What this task involves: Give every line of the data again, exactly.

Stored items
^^^^^^^^^^^^^^^^

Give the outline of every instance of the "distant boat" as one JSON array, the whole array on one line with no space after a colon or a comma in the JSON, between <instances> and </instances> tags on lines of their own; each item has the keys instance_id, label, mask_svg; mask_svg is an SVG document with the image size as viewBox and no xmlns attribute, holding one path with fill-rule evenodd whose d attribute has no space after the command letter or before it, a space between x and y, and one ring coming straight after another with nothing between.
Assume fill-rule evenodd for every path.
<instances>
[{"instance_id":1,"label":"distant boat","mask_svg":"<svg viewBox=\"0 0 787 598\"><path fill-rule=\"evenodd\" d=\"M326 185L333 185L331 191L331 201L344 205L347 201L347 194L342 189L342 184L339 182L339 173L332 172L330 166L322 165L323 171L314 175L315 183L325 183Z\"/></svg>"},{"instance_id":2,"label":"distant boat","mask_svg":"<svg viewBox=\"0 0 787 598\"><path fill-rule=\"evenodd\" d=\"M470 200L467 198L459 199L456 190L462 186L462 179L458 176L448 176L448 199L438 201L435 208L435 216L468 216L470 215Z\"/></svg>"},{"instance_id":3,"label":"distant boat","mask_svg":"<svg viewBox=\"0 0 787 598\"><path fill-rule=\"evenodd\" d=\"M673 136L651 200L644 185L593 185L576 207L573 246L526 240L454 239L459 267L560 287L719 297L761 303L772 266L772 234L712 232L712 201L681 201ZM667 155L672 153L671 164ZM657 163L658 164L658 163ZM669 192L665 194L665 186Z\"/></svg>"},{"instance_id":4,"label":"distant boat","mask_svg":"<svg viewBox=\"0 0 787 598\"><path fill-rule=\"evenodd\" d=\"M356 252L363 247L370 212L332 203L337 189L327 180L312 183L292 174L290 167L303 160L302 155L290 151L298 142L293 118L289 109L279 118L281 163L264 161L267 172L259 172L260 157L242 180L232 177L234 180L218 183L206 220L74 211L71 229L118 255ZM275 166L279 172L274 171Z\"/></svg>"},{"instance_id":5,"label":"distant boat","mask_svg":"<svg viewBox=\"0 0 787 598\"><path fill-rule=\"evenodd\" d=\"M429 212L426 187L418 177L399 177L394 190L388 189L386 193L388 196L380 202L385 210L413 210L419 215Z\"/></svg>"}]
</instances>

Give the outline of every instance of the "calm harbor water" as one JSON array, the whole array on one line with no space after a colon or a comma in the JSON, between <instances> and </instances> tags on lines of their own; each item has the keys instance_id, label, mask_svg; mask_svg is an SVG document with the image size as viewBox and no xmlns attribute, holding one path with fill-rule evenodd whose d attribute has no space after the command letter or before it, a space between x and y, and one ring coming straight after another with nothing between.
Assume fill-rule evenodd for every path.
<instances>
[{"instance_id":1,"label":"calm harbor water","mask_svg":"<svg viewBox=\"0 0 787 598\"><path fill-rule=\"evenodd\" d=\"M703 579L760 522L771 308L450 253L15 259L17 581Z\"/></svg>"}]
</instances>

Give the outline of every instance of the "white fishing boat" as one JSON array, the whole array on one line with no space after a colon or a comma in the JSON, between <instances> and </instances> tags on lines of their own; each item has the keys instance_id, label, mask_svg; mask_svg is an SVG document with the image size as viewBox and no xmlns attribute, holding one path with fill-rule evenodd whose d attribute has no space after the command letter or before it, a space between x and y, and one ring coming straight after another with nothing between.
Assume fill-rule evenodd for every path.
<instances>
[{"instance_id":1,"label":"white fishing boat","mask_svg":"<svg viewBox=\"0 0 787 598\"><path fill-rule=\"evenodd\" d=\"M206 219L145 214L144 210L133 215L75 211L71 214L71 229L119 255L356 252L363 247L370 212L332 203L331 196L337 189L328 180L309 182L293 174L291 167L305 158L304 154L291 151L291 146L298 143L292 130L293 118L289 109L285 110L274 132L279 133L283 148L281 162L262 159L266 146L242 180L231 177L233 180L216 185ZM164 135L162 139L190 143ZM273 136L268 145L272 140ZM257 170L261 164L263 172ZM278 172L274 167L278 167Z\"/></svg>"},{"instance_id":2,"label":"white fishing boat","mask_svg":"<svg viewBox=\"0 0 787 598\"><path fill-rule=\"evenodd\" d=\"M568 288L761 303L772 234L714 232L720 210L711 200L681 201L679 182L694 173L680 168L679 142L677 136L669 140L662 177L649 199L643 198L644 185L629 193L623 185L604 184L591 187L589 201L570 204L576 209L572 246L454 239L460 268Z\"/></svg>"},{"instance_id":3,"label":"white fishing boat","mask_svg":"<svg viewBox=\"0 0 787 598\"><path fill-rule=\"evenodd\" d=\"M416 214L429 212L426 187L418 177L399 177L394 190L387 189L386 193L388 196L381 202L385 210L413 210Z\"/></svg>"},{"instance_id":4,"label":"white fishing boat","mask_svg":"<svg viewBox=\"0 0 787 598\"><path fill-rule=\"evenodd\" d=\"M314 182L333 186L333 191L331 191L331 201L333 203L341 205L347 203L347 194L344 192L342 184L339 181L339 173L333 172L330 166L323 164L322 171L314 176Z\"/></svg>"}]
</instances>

^^^^^^^^^^^^^^^^

Response:
Give the outline of every instance of the "distant boat" as one JSON array, the whole array on one line with no space after a colon or a comma in the JSON, between <instances> and </instances> tags on lines of their own; each item has the keys instance_id, label, mask_svg; mask_svg is an SVG document with the image size as viewBox and no xmlns attribute, holding one path with fill-rule evenodd whose d attribute has no space after the command letter or before it, a space between x and y, and one ring coming straight after another with nothing between.
Assume fill-rule evenodd for every path.
<instances>
[{"instance_id":1,"label":"distant boat","mask_svg":"<svg viewBox=\"0 0 787 598\"><path fill-rule=\"evenodd\" d=\"M326 185L333 185L331 191L331 201L344 205L347 201L347 194L342 189L342 184L339 182L339 173L332 172L330 166L322 165L323 171L314 175L315 183L325 183Z\"/></svg>"},{"instance_id":2,"label":"distant boat","mask_svg":"<svg viewBox=\"0 0 787 598\"><path fill-rule=\"evenodd\" d=\"M470 200L467 198L459 199L456 190L462 186L462 179L458 176L448 176L448 199L438 201L435 208L435 216L468 216L470 215Z\"/></svg>"},{"instance_id":3,"label":"distant boat","mask_svg":"<svg viewBox=\"0 0 787 598\"><path fill-rule=\"evenodd\" d=\"M673 136L651 200L644 185L593 185L576 207L573 246L526 240L454 239L459 267L560 287L719 297L761 303L772 266L772 234L712 232L712 201L681 201ZM667 155L672 153L671 164ZM657 163L658 164L658 163ZM669 192L665 194L665 186Z\"/></svg>"},{"instance_id":4,"label":"distant boat","mask_svg":"<svg viewBox=\"0 0 787 598\"><path fill-rule=\"evenodd\" d=\"M356 252L363 247L370 212L332 203L337 189L327 180L312 183L292 174L290 167L303 160L302 155L290 151L298 142L293 118L289 109L279 118L281 163L264 161L267 172L259 172L260 157L242 180L232 177L234 180L218 183L206 220L74 211L71 229L118 255ZM275 166L279 172L274 171Z\"/></svg>"},{"instance_id":5,"label":"distant boat","mask_svg":"<svg viewBox=\"0 0 787 598\"><path fill-rule=\"evenodd\" d=\"M429 212L426 187L418 177L399 177L394 190L388 189L386 193L388 196L380 202L385 210L413 210L419 215Z\"/></svg>"}]
</instances>

Give the outline of every instance of the "calm harbor water" as one JSON array, the whole array on one line with no space after a colon or a comma in the JSON, between <instances> and </instances> tags on lines of their own; each item has the keys instance_id, label, mask_svg; mask_svg is an SVG document with the image size as viewBox and no xmlns attribute, holding one path with fill-rule evenodd whose d attribute has no space after the command letter or before it, a space between x and y, and one ring coming straight after another with nothing between.
Assume fill-rule evenodd for every path.
<instances>
[{"instance_id":1,"label":"calm harbor water","mask_svg":"<svg viewBox=\"0 0 787 598\"><path fill-rule=\"evenodd\" d=\"M703 579L760 522L771 308L450 253L15 259L17 581Z\"/></svg>"}]
</instances>

Give the outline of every instance of the "white fishing boat" as one JSON array, the whole array on one line with no space after a colon or a comma in the JSON, between <instances> and </instances> tags on lines of their own; each item has the keys instance_id, label, mask_svg; mask_svg is an SVG document with the image size as viewBox and no xmlns attribute, holding one path with fill-rule evenodd whose d attribute has no space after the command letter or before it, a space between x and y, and one ring coming straight after another with nothing between.
Assume fill-rule evenodd for every path.
<instances>
[{"instance_id":1,"label":"white fishing boat","mask_svg":"<svg viewBox=\"0 0 787 598\"><path fill-rule=\"evenodd\" d=\"M206 219L145 214L144 210L133 215L75 211L71 214L71 229L119 255L356 252L363 247L370 212L332 203L331 196L337 189L328 180L309 182L293 174L291 167L305 158L304 154L291 151L291 146L298 143L292 130L293 118L289 109L285 110L274 132L279 133L283 148L281 162L262 159L266 146L242 180L231 177L233 180L216 185ZM164 135L162 139L190 143ZM273 136L268 145L272 140ZM257 170L261 164L263 172ZM278 172L274 167L278 167Z\"/></svg>"},{"instance_id":2,"label":"white fishing boat","mask_svg":"<svg viewBox=\"0 0 787 598\"><path fill-rule=\"evenodd\" d=\"M568 288L761 303L772 234L714 232L720 210L711 200L681 201L679 182L694 173L680 168L679 142L677 136L669 140L662 177L649 199L643 198L644 185L629 193L623 185L604 184L591 187L589 201L570 204L576 209L572 246L454 239L460 268Z\"/></svg>"},{"instance_id":3,"label":"white fishing boat","mask_svg":"<svg viewBox=\"0 0 787 598\"><path fill-rule=\"evenodd\" d=\"M416 214L429 212L426 187L418 177L399 177L394 190L387 189L386 193L388 196L381 202L385 210L413 210Z\"/></svg>"},{"instance_id":4,"label":"white fishing boat","mask_svg":"<svg viewBox=\"0 0 787 598\"><path fill-rule=\"evenodd\" d=\"M314 182L333 186L333 191L331 191L331 201L333 203L341 205L347 203L347 194L344 192L342 184L339 181L339 173L333 172L330 166L323 164L322 171L314 176Z\"/></svg>"}]
</instances>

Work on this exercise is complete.